Il dubbio mi assale perché mi sembra che un' intera  generazione di  giovani magistrati e di giuristi che oggi ha più o meno trent'anni, e, dopo di loro, una generazione di ventenni che si affaccia al mondo del lavoro, di quella storia conosca solo l'epilogo finale (il boato di Capaci)  e pochi frammenti retrospettivi (la vicenda del maxi processo), frammenti selezionati e riproposti dal sistema dei media e dalla retorica ufficiale in occasione delle cerimonie celebrative. 
Alla memoria collettiva, trasmessa nella staffetta delle generazioni, viene così consegnata una narrazione tragica e nello stesso tempo non problematica degli eventi, che si può riassumere nei seguenti termini: Giovanni Falcone fu un fedele servitore dello Stato condannato a morte e poi trucidato unitamente alla moglie Francesca Morvillo, a Vito Schifani, Antonio Montinari e Rocco Dicillo, componenti della sua scorta, perché con il suo lavoro di integerrimo magistrato, culminato nelle condanne inflitte nel maxi processo, aveva sferrato un colpo mortale a Cosa Nostra, mandando in frantumi il mito della invincibilità dell'organizzazione mafiosa.
I responsabili sono stati  condannati ed hanno i volti noti di coloro che l'immaginario collettivo ha già elevato a icone assolute e totalizzanti della mafia: Riina, Provenzano e altri personaggi di tal fatta.
Questa rappresentazione  dei fatti che riassume  la vicenda Falcone in una radicale contrapposizione tra un uomo simbolo dello Stato legalitario ed una minoranza di criminali, seppure appartenenti ad una potente organizzazione, non rende giustizia, a mio parere, alla grandezza e ai meriti di Falcone perché rischia di rimuovere  dalla memoria collettiva che egli dovette misurarsi non solo con Cosa Nostra, ma anche con  un universo sociale, variamente composito, che per motivi diversi lo avversò in tutti i modi, in parte rallentando ed in parte neutralizzando la sua azione.
Questa parte della storia -  spesso negletta nelle cerimonie ufficiali e confinata nel limbo della letteratura specialistica o affidata alla memoria dei superstiti -  chiama in causa errori e responsabilità collettive che hanno avuto un rilievo determinante  nello svolgimento degli eventi di cui la strage di Capaci costituisce solo l'epilogo finale.

* _Consegna A_:
Rispondi alle seguenti domande sul brano su Giovanni Falcone:
(i) Come si chiamavano i componenti della scorta uccisi insieme a Falcone?
(ii) Quali nomi sono citati come icone della mafia nell'immaginario collettivo?
(iii) Quale evento viene indicato come l'epilogo finale della vicenda?
* _Consegna B_: Ricopia dal brano su Giovanni Falcone il passo che comincia con le parole «I responsabili sono» e si ferma dopo «di tal fatta.».
L'elenco qui sotto non è necessario.

* _Dati forniti_:

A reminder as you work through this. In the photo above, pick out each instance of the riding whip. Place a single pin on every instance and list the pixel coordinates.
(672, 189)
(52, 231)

* _Risposta A_:
(i) Vito Schifani, Antonio Montinari e Rocco Dicillo.
(ii) Riina e Provenzano.
(iii) La strage di Capaci.

* _Risposta B_:
I responsabili sono stati  condannati ed hanno i volti noti di coloro che l'immaginario collettivo ha già elevato a icone assolute e totalizzanti della mafia: Riina, Provenzano e altri personaggi di tal fatta.